→ **GOAL**
Skip all pictures; return exactly the lines from the one containing "Target: white column" through the end of the data.
↓↓↓
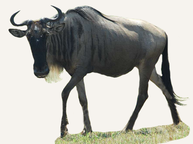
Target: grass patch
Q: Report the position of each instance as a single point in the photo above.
(159, 134)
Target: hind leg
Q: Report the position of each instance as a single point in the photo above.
(157, 80)
(145, 71)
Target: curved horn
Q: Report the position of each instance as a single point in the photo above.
(46, 20)
(13, 22)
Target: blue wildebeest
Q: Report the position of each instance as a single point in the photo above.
(83, 40)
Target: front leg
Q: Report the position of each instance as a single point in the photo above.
(83, 101)
(75, 79)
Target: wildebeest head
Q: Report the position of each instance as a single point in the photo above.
(37, 33)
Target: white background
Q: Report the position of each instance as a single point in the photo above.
(31, 109)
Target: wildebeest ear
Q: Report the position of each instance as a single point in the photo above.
(56, 29)
(17, 33)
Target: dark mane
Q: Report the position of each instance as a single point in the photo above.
(83, 13)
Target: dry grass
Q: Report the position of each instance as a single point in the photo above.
(153, 135)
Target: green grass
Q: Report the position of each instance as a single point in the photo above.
(153, 135)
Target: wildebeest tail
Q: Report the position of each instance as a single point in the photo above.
(166, 75)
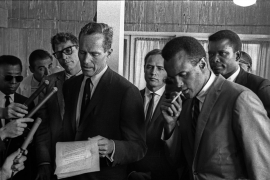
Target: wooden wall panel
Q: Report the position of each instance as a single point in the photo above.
(197, 16)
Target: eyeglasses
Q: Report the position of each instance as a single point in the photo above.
(10, 78)
(66, 51)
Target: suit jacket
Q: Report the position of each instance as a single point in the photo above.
(259, 85)
(232, 138)
(51, 113)
(115, 112)
(15, 143)
(25, 86)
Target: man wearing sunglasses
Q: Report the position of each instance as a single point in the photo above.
(40, 62)
(224, 56)
(13, 132)
(65, 47)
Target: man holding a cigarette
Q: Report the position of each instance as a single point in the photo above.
(225, 131)
(155, 164)
(13, 132)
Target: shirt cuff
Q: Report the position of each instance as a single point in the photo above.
(111, 158)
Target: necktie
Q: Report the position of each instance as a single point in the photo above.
(86, 96)
(150, 108)
(196, 112)
(7, 100)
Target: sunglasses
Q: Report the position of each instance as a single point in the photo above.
(10, 78)
(66, 51)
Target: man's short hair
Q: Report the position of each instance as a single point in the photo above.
(99, 28)
(63, 37)
(227, 34)
(245, 57)
(38, 55)
(151, 53)
(190, 45)
(10, 60)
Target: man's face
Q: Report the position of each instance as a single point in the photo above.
(154, 72)
(223, 59)
(92, 55)
(9, 87)
(182, 73)
(68, 62)
(42, 68)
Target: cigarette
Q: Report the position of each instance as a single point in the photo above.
(178, 94)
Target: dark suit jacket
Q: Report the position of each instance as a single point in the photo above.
(15, 143)
(116, 112)
(259, 85)
(51, 113)
(156, 160)
(232, 139)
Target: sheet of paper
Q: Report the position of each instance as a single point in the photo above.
(74, 158)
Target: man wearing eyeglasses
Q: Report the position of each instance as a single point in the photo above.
(13, 132)
(224, 56)
(65, 47)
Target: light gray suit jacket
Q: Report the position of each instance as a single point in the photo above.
(232, 139)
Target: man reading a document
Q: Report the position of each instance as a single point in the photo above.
(103, 105)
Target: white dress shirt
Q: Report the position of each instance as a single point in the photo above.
(148, 96)
(234, 75)
(2, 103)
(202, 94)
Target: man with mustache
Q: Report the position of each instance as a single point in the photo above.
(40, 62)
(156, 163)
(103, 105)
(224, 56)
(225, 131)
(65, 47)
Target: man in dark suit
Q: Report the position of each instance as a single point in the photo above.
(104, 105)
(65, 47)
(13, 132)
(155, 164)
(224, 55)
(225, 131)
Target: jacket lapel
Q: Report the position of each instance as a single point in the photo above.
(59, 85)
(208, 105)
(97, 98)
(75, 96)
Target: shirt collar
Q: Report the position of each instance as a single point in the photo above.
(67, 76)
(158, 92)
(234, 75)
(202, 94)
(95, 79)
(2, 96)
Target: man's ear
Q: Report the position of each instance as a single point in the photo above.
(31, 69)
(202, 63)
(109, 52)
(238, 55)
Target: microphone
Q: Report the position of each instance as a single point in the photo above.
(36, 93)
(54, 90)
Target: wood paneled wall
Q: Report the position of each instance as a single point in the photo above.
(197, 16)
(31, 23)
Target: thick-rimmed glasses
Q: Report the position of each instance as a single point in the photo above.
(66, 51)
(10, 78)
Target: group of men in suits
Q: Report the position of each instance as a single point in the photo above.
(219, 131)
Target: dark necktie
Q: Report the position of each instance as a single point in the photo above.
(6, 104)
(86, 96)
(196, 112)
(150, 108)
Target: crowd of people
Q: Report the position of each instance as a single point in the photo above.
(197, 118)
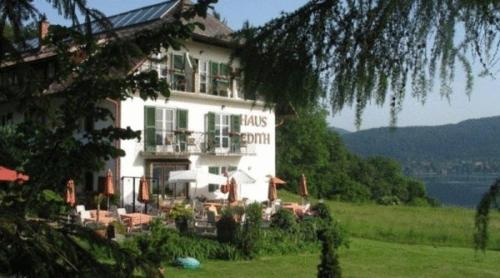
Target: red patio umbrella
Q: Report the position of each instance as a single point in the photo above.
(233, 195)
(144, 192)
(7, 174)
(109, 189)
(70, 195)
(273, 182)
(303, 186)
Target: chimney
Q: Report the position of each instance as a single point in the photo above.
(43, 29)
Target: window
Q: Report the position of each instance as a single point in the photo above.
(223, 132)
(203, 69)
(221, 170)
(161, 126)
(6, 119)
(220, 78)
(213, 187)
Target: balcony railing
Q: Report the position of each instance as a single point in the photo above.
(185, 142)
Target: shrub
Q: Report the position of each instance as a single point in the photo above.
(329, 266)
(285, 220)
(250, 236)
(181, 216)
(227, 227)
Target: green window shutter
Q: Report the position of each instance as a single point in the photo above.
(181, 118)
(210, 129)
(224, 69)
(149, 128)
(182, 123)
(213, 170)
(235, 128)
(179, 62)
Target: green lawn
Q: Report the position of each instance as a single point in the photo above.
(386, 241)
(415, 225)
(365, 258)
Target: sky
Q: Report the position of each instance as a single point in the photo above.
(484, 101)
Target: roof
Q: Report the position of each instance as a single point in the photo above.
(138, 16)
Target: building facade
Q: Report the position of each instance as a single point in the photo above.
(206, 124)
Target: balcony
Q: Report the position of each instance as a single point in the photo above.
(183, 143)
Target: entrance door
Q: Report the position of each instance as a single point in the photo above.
(161, 172)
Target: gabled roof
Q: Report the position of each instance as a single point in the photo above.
(138, 16)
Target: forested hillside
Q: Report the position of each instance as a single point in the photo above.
(306, 145)
(472, 145)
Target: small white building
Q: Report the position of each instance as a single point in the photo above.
(205, 124)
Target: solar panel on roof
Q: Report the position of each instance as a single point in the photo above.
(138, 16)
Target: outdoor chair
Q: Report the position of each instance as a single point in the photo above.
(80, 208)
(84, 217)
(207, 226)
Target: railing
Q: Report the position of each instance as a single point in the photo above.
(186, 142)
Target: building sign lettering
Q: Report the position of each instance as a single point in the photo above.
(261, 138)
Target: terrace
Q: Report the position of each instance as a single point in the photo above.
(182, 143)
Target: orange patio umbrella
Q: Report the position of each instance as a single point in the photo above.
(109, 189)
(144, 192)
(7, 174)
(233, 195)
(273, 182)
(303, 186)
(70, 195)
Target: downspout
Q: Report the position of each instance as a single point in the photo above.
(117, 124)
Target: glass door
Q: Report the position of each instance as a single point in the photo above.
(161, 172)
(222, 131)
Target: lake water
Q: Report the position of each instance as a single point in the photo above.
(458, 190)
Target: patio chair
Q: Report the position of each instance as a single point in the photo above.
(83, 218)
(207, 226)
(80, 208)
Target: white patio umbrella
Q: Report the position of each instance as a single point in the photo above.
(195, 175)
(241, 178)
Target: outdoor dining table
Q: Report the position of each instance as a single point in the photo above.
(294, 207)
(136, 218)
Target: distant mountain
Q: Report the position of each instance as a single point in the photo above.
(339, 130)
(476, 141)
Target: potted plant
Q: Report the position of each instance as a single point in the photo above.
(181, 216)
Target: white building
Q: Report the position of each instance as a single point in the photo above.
(205, 124)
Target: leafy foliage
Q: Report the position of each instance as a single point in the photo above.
(227, 227)
(249, 239)
(482, 215)
(361, 49)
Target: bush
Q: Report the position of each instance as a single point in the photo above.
(165, 245)
(181, 216)
(250, 236)
(227, 227)
(329, 266)
(285, 220)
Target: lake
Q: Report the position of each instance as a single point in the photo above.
(458, 190)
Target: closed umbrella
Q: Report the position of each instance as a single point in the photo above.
(70, 196)
(273, 182)
(303, 187)
(144, 193)
(233, 195)
(109, 189)
(7, 174)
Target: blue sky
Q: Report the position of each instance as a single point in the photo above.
(484, 102)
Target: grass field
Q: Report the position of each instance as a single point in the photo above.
(413, 225)
(364, 258)
(386, 241)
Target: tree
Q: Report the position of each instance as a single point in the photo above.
(44, 144)
(356, 51)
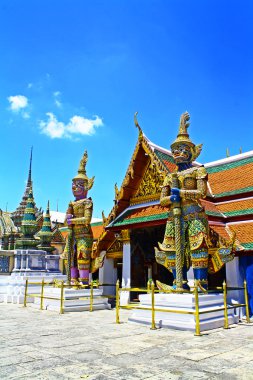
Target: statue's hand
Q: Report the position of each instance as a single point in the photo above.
(69, 219)
(175, 195)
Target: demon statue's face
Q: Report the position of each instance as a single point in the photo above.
(181, 153)
(79, 188)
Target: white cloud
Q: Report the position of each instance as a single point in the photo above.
(77, 125)
(18, 102)
(25, 115)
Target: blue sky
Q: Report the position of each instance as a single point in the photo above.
(73, 73)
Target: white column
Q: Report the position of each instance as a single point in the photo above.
(126, 269)
(234, 279)
(107, 275)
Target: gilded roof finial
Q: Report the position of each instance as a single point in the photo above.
(183, 123)
(82, 171)
(183, 136)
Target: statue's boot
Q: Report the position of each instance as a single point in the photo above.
(200, 274)
(84, 276)
(185, 281)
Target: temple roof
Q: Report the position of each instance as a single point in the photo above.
(244, 233)
(18, 214)
(241, 207)
(231, 176)
(229, 179)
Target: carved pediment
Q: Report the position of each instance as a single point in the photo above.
(117, 246)
(150, 185)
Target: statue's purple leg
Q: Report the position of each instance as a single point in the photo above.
(84, 276)
(74, 273)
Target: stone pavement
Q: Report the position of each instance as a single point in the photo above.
(38, 345)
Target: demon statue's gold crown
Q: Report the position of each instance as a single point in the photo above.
(81, 175)
(183, 137)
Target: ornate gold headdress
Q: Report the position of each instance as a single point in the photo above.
(82, 171)
(183, 136)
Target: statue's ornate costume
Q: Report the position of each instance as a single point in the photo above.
(186, 241)
(79, 241)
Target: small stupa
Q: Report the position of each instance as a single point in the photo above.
(46, 234)
(29, 226)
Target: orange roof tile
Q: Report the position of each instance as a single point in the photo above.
(231, 180)
(240, 205)
(210, 208)
(221, 230)
(244, 232)
(97, 230)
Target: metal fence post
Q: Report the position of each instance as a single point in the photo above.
(153, 326)
(196, 294)
(246, 301)
(224, 285)
(117, 302)
(62, 295)
(91, 296)
(26, 288)
(42, 295)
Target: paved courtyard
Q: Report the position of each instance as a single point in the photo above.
(45, 345)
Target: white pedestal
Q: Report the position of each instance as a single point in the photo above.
(184, 302)
(12, 288)
(74, 300)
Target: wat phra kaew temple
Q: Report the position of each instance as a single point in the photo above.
(137, 221)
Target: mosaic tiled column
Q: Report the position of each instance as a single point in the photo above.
(126, 269)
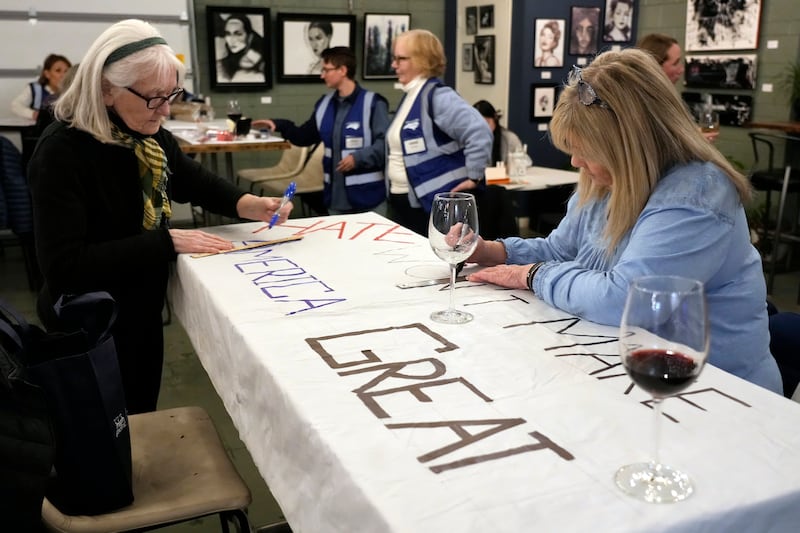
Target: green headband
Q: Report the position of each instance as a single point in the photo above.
↑↑↑
→ **WORKED ANSWER**
Target: white column
Q: Report the position of each instance as a single point in the photo above.
(126, 269)
(234, 279)
(107, 275)
Target: gilded roof finial
Q: Report the position of each instance as a single point in the photo above.
(183, 123)
(82, 171)
(183, 136)
Target: statue's boot
Q: Report the position of each instance as a single point in the photo above.
(200, 274)
(84, 276)
(185, 281)
Target: temple roof
Q: Report the position of each instance as a single point in the photo above.
(244, 233)
(18, 214)
(241, 207)
(231, 176)
(229, 179)
Target: carved pediment
Q: Report the position of each instance as a single point in the photo above.
(117, 246)
(150, 185)
Target: statue's purple leg
Q: Report the position of each instance as a single point in the photo above.
(84, 276)
(74, 273)
Target: stone pavement
Q: Report the position of each instance as a single point in the photo above.
(38, 345)
Target: demon statue's gold crown
Q: Report the position of each instance as a single point in the photo above.
(81, 175)
(183, 137)
Target: ornate gold headdress
Q: Report the position of each instance as a single point in the photo above.
(82, 171)
(183, 136)
Target: statue's ornate costume
Q: Report the position of each instance as a single point in the photo above.
(186, 241)
(79, 241)
Target: small stupa
Q: Report the position of each instance as a single point in the photo above.
(46, 234)
(29, 226)
Target: orange roof tile
Q: Report the position of each instance as a single point in the photo above.
(231, 180)
(240, 205)
(210, 208)
(221, 230)
(244, 232)
(97, 230)
Target: metal fence post
Q: Report the position of each instance as a single point in the photo above.
(153, 326)
(196, 294)
(246, 301)
(224, 285)
(117, 302)
(62, 295)
(91, 296)
(26, 288)
(42, 295)
Target: paved courtyard
Q: Report the position of each instance as a single point in the photo above.
(45, 345)
Target: white pedestal
Q: Report the position of each instance as a single point in the photo above.
(184, 302)
(12, 288)
(74, 300)
Target: wat phra kaew temple
Q: Report the position of each instance as a single point in the photo above.
(137, 221)
Target: mosaic tiled column
Q: Report the position of each instance as a single point in the photo above.
(126, 269)
Target: green headband
Q: Report the position of each instance as a single point in the photo above.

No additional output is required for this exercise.